• Problem requirements: Transcribe the passage of the interior design legislation update from "The question of" to "be focused on!".

++++ Document extract

However. . .  before passing, the Senate amended the bill, striking the words “qualified” (interior designers) and “construction” (documents) and inserted “for review” after building officials shall accept.

This change may have taken place because the proponents allegedly told the Committee that DORA (Department of Regulatory Affairs) “suggested” this approach, when in fact DORA has denied any such support.

The question of the day is, how is the amended bill any different than what is currently allowed for permitting in the existing architects’ law?  No one can seem to see what will change, making this just another frivolous and unnecessary waste of legislator time and taxpayer money.

Good grief!  There are actual REAL problems that the legislature should be focused on!

We anticipated that the bill would go to the House Economic and Business Committee, but it has instead been moved to the House Local Government Committee where efforts are underway to kill it.

If you can kill something that has no life, that is.

IDPC Joins Forces with CLCID to Stop CA Practice Act

IDCC (Interior Design Coalition of California) has once again introduced the most anti-competitive practice act legislation that we’ve seen in a while.  The 21-page AB 2482 bill will negatively impact nearly everyone in the design community who is not NCIDQ-certified – an exam that has been rejected by California and replaced by the California-specific IDEX, a more comprehensive and inclusive exam.

AB 2482 is sponsored by Assemblywoman Fiona Ma and is currently before the Assembly Business, Professions and Consumer Protection Committee, and will be scheduled for hearing soon.  Please note that Assemblywoman Ma sits on that Committee and will endeavor to shepherd it through.

++++++++
++++ Data extracts

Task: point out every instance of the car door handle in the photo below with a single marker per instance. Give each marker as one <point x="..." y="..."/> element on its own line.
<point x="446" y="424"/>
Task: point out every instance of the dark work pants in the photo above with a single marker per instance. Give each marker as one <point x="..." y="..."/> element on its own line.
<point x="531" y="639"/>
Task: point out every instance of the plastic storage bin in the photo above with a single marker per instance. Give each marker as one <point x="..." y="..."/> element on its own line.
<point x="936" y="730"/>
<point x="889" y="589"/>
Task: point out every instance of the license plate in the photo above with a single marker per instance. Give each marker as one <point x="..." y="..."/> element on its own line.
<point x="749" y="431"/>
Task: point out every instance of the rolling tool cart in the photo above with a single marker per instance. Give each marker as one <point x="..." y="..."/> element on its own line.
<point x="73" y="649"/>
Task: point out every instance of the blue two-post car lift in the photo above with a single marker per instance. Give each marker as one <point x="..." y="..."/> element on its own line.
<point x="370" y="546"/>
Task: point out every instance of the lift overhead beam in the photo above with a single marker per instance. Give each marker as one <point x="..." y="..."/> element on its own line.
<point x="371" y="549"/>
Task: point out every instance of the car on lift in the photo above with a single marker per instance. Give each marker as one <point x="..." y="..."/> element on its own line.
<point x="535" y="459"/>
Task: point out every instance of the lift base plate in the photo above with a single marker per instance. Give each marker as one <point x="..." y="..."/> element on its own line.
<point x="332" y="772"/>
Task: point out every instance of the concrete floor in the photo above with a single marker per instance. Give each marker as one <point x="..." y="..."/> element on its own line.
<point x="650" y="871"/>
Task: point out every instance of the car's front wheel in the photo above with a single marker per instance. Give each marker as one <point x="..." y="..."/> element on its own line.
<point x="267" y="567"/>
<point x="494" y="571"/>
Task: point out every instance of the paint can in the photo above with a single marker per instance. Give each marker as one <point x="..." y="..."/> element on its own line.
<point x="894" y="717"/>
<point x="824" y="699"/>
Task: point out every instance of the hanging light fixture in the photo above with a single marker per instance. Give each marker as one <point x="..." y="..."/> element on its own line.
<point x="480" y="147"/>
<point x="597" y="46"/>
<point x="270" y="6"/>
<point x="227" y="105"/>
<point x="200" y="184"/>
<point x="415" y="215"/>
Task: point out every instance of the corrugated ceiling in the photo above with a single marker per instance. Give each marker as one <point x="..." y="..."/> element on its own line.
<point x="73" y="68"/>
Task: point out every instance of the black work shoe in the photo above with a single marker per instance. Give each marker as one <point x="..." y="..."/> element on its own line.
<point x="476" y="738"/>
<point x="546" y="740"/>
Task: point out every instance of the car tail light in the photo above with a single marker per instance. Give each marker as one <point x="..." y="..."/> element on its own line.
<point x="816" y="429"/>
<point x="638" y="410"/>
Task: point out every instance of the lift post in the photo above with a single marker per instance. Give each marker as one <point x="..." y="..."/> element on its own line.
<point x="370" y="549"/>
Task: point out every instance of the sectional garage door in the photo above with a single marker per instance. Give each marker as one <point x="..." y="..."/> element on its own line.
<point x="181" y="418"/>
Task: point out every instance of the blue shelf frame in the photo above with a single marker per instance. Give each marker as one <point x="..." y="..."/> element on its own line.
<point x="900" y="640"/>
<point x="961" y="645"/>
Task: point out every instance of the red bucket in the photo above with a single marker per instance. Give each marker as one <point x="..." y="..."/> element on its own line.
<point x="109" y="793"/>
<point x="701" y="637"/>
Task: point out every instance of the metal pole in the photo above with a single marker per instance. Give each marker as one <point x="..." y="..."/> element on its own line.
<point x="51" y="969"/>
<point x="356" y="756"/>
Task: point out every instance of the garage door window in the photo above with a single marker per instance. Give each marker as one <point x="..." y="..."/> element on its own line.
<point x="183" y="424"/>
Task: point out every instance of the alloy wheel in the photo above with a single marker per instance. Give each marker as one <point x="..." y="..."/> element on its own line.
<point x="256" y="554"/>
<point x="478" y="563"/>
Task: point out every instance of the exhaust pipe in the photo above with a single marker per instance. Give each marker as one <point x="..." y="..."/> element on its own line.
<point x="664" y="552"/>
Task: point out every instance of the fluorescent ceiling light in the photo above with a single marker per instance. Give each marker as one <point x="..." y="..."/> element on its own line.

++++++++
++++ Data extracts

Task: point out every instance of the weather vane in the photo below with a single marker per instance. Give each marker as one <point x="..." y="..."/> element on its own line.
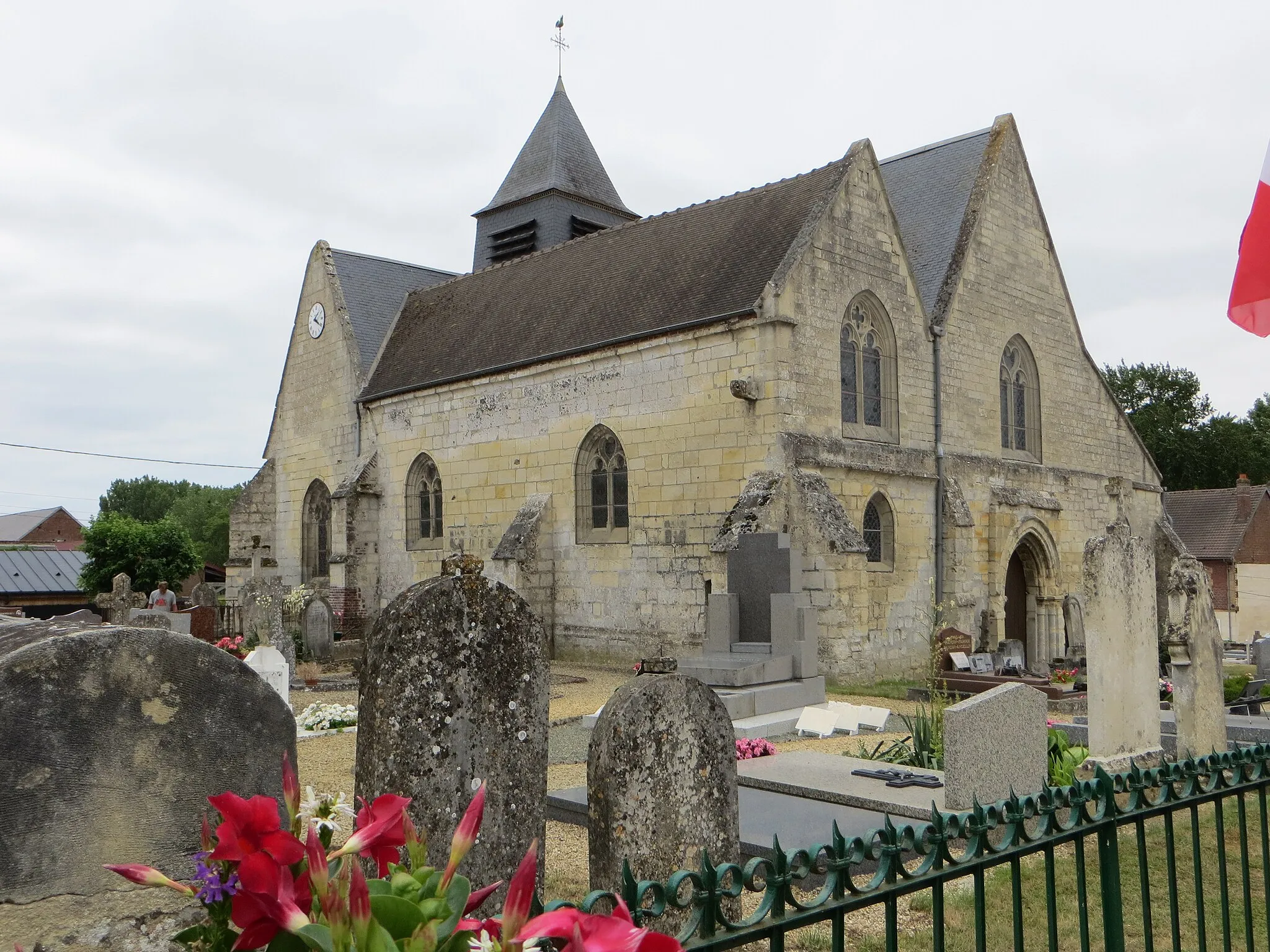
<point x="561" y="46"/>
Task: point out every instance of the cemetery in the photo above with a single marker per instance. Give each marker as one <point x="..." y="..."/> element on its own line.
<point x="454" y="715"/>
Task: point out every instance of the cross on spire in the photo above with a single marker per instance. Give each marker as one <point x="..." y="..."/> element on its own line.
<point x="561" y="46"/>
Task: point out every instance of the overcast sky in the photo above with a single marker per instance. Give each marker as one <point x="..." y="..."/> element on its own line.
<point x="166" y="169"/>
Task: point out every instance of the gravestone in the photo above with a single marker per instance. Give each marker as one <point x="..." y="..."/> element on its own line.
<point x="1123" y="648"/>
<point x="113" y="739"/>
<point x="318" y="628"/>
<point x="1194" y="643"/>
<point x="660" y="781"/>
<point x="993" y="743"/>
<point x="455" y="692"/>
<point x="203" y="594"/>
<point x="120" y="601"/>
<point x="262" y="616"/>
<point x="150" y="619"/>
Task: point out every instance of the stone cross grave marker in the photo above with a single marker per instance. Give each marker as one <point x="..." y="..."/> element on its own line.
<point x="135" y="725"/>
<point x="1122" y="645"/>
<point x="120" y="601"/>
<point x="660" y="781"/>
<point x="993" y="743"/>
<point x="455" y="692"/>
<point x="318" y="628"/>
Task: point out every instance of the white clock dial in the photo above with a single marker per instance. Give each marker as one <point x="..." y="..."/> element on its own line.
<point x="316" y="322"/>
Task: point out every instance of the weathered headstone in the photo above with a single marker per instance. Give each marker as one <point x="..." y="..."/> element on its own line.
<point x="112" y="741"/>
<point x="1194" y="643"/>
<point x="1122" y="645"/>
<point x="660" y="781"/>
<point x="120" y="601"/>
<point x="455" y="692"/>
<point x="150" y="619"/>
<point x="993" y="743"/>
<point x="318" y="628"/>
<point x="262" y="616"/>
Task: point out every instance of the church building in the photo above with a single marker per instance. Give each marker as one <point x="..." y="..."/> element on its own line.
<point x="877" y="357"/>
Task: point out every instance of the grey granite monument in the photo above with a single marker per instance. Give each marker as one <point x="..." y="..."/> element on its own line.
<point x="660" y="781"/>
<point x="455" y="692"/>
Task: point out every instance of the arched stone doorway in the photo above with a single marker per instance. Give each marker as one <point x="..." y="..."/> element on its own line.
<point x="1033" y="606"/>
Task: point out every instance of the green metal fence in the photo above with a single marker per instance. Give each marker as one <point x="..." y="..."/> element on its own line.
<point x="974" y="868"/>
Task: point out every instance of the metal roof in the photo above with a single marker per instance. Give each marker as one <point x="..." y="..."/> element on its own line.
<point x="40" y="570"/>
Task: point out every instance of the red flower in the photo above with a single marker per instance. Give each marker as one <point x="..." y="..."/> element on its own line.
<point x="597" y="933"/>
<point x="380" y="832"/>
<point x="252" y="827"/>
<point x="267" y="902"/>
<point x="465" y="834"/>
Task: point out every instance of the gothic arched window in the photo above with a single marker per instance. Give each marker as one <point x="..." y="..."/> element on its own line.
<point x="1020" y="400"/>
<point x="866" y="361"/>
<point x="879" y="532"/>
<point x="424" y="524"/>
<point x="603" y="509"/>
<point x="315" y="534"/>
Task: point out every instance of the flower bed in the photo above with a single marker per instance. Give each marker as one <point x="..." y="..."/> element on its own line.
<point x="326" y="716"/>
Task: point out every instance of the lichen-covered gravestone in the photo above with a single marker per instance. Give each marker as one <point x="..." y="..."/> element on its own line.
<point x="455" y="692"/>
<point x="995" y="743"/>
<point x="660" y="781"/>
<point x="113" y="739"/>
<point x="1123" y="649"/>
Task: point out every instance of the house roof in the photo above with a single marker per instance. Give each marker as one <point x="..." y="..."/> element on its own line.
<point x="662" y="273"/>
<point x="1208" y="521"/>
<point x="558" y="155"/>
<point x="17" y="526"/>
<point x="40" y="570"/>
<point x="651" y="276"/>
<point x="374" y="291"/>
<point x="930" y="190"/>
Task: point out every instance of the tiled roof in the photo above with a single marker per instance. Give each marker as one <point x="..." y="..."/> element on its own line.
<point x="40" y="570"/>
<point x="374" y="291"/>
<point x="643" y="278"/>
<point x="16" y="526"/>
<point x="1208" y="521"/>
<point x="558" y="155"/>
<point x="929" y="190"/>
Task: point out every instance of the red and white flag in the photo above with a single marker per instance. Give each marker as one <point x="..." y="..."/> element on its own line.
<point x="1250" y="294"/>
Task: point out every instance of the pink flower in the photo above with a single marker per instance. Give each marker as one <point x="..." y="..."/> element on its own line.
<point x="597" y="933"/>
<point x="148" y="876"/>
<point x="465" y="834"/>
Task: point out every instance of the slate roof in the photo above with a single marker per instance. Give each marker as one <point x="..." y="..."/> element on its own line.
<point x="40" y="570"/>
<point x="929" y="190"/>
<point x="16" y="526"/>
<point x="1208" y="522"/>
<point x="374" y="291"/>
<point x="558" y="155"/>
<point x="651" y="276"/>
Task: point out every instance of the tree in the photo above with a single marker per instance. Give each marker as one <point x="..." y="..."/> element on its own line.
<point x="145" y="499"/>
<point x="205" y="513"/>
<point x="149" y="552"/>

++++++++
++++ Data extracts

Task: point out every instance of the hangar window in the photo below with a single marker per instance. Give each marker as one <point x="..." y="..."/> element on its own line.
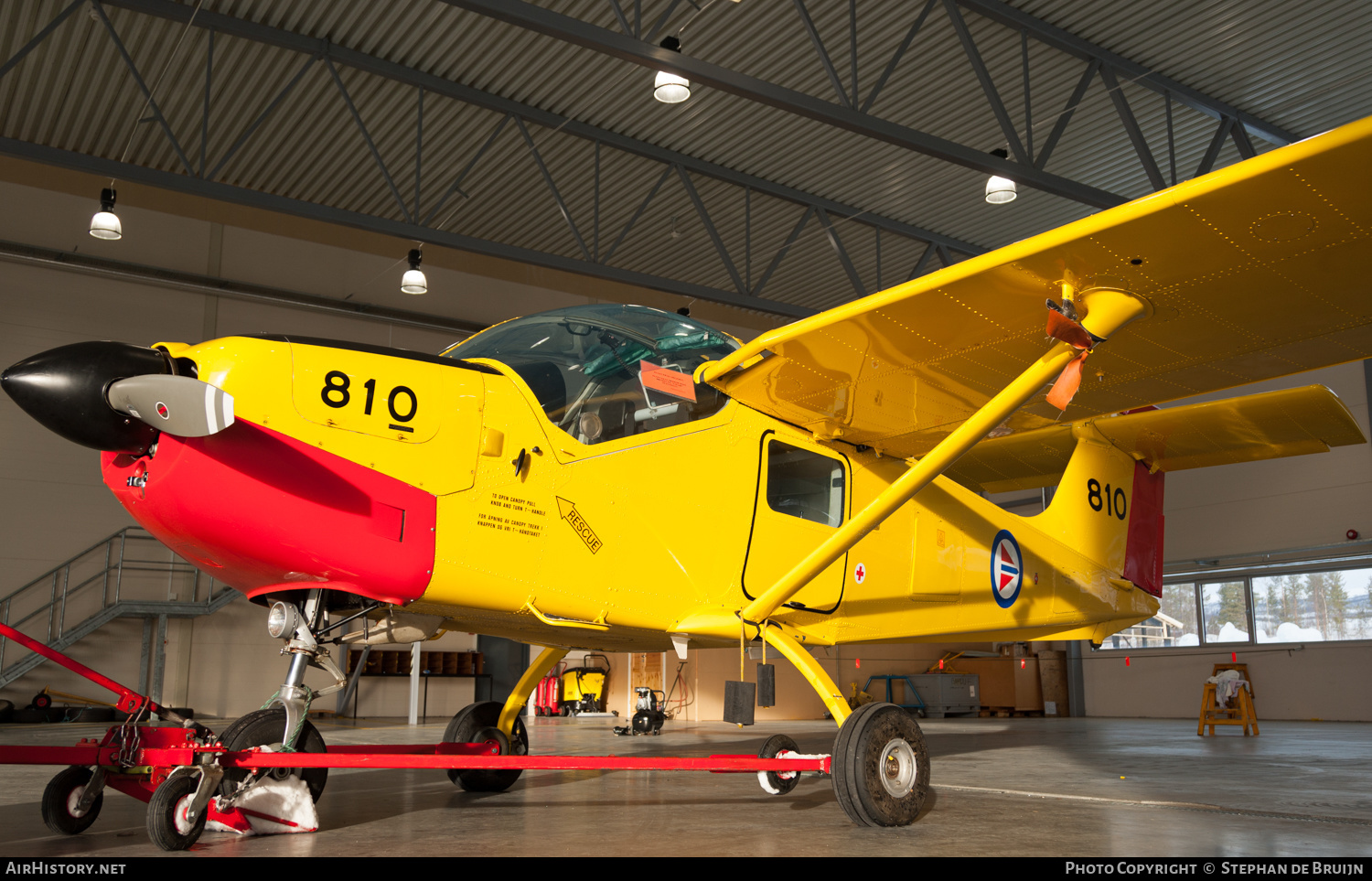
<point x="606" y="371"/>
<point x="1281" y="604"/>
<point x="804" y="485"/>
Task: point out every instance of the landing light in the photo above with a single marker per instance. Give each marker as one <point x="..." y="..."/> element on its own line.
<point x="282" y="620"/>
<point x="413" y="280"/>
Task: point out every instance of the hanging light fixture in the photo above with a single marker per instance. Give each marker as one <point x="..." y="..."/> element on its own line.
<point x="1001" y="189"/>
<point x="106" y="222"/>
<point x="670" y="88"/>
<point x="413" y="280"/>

++++++++

• Result of the exercise:
The question of the day is, how is the amended bill any different than what is currently allowed for permitting in the existing architects’ law?  No one can seem to see what will change, making this just another frivolous and unnecessary waste of legislator time and taxpayer money.

Good grief!  There are actual REAL problems that the legislature should be focused on!